§ SOURCE PASSAGE
>> BEGIN

Thursday, February 19, 2015

Bondlets: On Her Majesty’s Secret Service


It just goes to show the effect these films have and why they’ve survived over the years… 

The early ones have different pacing than modern movies, and I know my daughter hasn’t been paying full attention to them when we watch. Bits of the sixties culture of the early ones gets lost on her, and some of it plain goes over her head.

But even with all that, she showed great delight upon seeing M, Q and Moneypenny when they appeared on screen.  The filmmakers created a world where even the minor characters leave a lasting impression.  She also recognized all the little things in the drawer as Bond cleaned out his desk, so I guess she was paying more attention than I thought.

Although for this one, she definitely zoned out a couple of times, and she wasn’t the only one.  She went far enough to compare the skiing scenes to Thunderball’s SCUBA obsession. Overall it’s a good movie, but it could have done with a fair amount more paring down in the editing room.

It didn’t help that she wasn’t much impressed with George Lazenby in his only turn as 007.

In fact, she decided to refer to him as “002, Phil Bond,” and thought he had an oddly shaped body structure, big ears…and “he runs funny.”

She found Diana Rigg very pretty (duh) and was amazed that this young, attractive woman was the ancient looking and excessively crazy Mrs. Gillyflower from the Eleventh Doctor’s “The Crimson Horror.”

>> END

§ AVAILABLE DATA

>> BEGIN

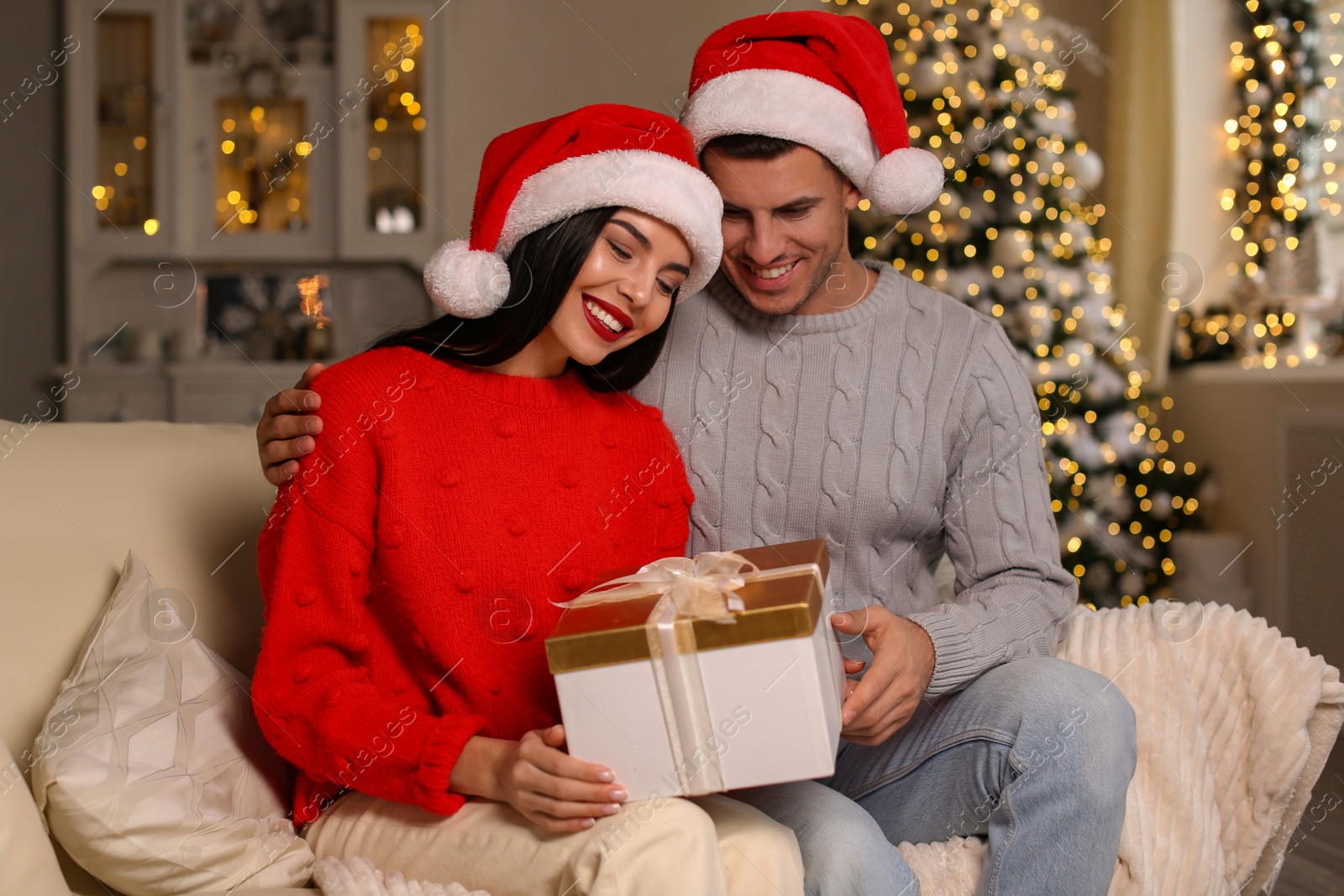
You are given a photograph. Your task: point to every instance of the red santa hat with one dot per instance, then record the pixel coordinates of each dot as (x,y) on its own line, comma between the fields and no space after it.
(822,80)
(544,172)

>> END

§ WHAT YOU WILL DO
[1] In the Bondlets post, what nickname did the daughter give George Lazenby?
[2] Reproduce the Bondlets post word for word, beginning at the words "The early ones have" and stopping after "over her head.".

§ LIST OF SOLUTIONS
[1] She called him "002, Phil Bond."

[2]
The early ones have different pacing than modern movies, and I know my daughter hasn’t been paying full attention to them when we watch. Bits of the sixties culture of the early ones gets lost on her, and some of it plain goes over her head.